**TRAVAIL DEMANDÉ:**
• 1. Répondez aux questions suivantes d'après le bloc de texte :
(a) Pendant combien d'années Roger Jon Ellory a-t-il lutté pour être édité ?
(b) Pour quel motif a-t-il été emprisonné à 17 ans ?
(c) De quels auteurs dévorait-il les œuvres après sa sortie de prison ?
• 2. Selon le bloc de texte, pour quelle raison Roger Jon Ellory écrit-il sur les États-Unis ? Répondez en une à trois phrases.
• 3. Indiquez si chacune des affirmations suivantes concorde avec le bloc de texte, en citant les mots qui permettent de trancher :
(a) Roger Jon Ellory est né en Angleterre.
(b) Après la mort de sa mère, il a été élevé par son père.
(c) Le festival Quais du Polar se tient à Paris.

**BLOC DE TEXTE:**

┏━━

Salué dès ses premières parutions, après quinze ans de lutte pour être édité, le romancier Roger Jon Ellory dépeint dans de sombres fresques une Amérique meurtrière et rongée par la culpabilité, loin de l'Angleterre qui l'a vu naître.

«J'écris sur les États-Unis parce qu'ils ont le FBI, la CIA, Hollywood, Las Vegas et New York, Elvis et le jazz, la mafia, la peine de mort, Marilyn et les Kennedy», énumère-t-il à l'AFP en marge du festival Quais du Polar à Lyon, dans le centre de la France, dont il est l'une des têtes d'affiche.

«Alors que l'Angleterre a le thé, les vertes pelouses et les églises de campagne, les sandwiches au jambon et le Seigneur des Anneaux», complète dans un sourire espiègle le romancier de 45 ans, carrure massive, chevelure et barbichette rousse.

La vie de cet enfant de Birmingham, qui n'a jamais connu son père et a perdu sa mère à sept ans, n'a pourtant rien de paisible: envoyé en pension avant d'être confié à sa grand-mère, il est emprisonné à 17 ans pour... avoir dérobé des poulets dans un monastère.

Tôt passionné de lecture, il s'efforce dès sa sortie de prison de «faire quelque chose de créatif» et étudie la philosophie, le graphisme, la photographie et la musique, tout en dévorant les oeuvres de Conan Doyle et Stephen King.

┗━━

**DONNÉES ENREGISTRÉES:**
┏━━

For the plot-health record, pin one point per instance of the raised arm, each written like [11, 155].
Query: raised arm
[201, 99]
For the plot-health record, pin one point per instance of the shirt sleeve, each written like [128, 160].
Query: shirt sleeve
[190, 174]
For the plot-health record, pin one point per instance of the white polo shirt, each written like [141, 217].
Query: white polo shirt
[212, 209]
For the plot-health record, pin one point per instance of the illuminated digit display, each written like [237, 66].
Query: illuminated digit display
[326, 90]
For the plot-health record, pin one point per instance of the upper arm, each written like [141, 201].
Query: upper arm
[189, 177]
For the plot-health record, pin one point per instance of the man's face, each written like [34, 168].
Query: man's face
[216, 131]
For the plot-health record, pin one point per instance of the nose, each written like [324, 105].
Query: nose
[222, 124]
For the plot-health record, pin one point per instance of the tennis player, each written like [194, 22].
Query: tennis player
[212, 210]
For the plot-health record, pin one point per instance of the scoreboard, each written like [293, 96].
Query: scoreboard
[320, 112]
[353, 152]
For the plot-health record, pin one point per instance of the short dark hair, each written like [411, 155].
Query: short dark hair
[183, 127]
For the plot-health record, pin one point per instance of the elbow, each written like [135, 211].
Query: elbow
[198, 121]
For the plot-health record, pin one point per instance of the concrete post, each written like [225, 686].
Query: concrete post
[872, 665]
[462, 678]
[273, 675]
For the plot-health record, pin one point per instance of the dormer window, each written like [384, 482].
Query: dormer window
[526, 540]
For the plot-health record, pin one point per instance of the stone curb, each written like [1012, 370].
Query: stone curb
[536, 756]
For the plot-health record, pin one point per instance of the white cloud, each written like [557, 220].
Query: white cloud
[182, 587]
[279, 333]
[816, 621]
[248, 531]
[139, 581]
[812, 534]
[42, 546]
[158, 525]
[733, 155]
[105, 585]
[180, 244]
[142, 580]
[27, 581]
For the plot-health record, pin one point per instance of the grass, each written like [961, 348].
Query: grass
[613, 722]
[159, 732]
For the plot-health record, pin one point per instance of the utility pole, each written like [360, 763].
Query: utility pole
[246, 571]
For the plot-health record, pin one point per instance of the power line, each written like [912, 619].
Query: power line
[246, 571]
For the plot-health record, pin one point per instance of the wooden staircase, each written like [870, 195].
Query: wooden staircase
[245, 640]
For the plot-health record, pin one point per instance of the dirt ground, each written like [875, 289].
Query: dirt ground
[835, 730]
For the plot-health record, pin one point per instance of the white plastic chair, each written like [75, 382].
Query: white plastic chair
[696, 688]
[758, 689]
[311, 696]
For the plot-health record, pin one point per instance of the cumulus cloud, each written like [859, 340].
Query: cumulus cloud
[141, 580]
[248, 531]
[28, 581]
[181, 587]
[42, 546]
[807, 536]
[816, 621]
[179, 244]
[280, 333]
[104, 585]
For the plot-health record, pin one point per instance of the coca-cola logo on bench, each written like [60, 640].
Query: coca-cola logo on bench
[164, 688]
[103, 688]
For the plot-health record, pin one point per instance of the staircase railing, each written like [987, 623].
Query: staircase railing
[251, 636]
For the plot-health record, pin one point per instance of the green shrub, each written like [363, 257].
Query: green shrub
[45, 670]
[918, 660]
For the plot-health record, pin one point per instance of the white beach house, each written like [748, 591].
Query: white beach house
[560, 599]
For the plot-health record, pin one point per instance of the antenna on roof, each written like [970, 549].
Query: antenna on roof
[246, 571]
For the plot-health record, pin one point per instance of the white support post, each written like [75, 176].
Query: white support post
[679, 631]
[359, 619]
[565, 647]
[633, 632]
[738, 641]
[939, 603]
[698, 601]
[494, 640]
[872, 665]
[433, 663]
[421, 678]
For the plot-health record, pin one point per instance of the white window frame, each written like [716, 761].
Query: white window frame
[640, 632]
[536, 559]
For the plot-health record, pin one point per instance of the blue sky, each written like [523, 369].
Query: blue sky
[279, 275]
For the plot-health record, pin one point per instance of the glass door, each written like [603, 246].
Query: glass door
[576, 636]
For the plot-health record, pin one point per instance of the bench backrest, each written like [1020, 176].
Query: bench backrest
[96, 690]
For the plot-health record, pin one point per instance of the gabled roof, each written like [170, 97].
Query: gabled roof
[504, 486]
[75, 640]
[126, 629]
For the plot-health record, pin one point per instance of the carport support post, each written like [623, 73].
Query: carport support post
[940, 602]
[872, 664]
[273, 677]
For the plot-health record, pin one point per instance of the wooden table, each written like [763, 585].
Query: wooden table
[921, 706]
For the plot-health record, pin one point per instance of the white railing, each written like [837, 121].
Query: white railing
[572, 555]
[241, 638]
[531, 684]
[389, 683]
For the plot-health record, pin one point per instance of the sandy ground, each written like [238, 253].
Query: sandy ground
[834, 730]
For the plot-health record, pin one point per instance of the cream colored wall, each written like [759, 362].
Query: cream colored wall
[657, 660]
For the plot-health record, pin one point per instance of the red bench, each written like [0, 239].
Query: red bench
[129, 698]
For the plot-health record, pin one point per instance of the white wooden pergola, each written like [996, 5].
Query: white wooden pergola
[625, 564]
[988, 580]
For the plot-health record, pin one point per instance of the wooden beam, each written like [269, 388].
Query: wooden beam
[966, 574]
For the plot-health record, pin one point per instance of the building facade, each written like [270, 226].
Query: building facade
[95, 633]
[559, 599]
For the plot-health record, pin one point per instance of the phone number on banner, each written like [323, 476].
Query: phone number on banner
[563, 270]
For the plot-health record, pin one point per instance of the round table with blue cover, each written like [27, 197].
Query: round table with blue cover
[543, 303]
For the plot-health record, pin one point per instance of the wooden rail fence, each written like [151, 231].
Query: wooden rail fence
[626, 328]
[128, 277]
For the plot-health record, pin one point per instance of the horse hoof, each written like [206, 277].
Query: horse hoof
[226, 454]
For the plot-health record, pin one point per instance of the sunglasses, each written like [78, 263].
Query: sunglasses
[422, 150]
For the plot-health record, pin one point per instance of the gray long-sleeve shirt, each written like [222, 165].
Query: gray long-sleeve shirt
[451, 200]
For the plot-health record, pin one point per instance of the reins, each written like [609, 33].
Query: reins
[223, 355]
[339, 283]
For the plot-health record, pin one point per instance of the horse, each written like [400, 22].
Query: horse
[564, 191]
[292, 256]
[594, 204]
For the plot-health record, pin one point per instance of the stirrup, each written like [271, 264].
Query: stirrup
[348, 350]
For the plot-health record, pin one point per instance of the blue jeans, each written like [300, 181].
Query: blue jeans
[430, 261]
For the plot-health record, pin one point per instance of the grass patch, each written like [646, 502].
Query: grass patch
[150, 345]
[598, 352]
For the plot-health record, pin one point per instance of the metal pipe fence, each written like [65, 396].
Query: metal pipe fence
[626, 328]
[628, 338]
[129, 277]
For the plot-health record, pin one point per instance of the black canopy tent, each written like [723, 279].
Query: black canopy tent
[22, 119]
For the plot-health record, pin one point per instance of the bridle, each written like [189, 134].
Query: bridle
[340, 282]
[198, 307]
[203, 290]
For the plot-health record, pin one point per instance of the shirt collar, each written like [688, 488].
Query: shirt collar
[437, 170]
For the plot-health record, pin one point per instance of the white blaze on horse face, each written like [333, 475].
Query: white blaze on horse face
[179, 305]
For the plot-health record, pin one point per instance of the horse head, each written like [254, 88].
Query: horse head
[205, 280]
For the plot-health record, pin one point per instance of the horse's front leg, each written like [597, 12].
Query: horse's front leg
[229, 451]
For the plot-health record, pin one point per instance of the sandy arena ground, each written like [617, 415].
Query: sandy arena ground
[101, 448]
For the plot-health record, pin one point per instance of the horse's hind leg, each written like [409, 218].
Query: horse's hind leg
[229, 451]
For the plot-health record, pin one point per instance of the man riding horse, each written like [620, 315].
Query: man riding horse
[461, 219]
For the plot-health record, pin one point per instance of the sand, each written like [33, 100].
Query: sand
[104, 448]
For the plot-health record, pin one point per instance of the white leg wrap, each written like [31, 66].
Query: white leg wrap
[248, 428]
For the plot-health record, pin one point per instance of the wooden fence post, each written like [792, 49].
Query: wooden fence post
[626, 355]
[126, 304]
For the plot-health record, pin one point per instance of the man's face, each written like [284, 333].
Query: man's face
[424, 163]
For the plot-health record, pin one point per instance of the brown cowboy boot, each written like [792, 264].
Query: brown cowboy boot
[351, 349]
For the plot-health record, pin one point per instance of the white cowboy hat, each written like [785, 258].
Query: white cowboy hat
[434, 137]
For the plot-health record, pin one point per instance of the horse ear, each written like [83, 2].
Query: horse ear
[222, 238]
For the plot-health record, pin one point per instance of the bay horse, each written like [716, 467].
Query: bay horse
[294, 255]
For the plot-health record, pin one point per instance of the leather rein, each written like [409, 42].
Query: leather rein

┗━━

**RÉPONSES PAR TÂCHE:**
• 1.
(a) Quinze ans.
(b) Pour avoir dérobé des poulets dans un monastère.
(c) Conan Doyle et Stephen King.

• 2. Il écrit sur les États-Unis parce que ce pays a, selon lui, le FBI, la CIA, Hollywood, Las Vegas et New York, Elvis et le jazz, la mafia, la peine de mort, Marilyn et les Kennedy.

• 3.
(a) Oui : « loin de l'Angleterre qui l'a vu naître ».
(b) Non : « qui n'a jamais connu son père ».
(c) Non : « festival Quais du Polar à Lyon ».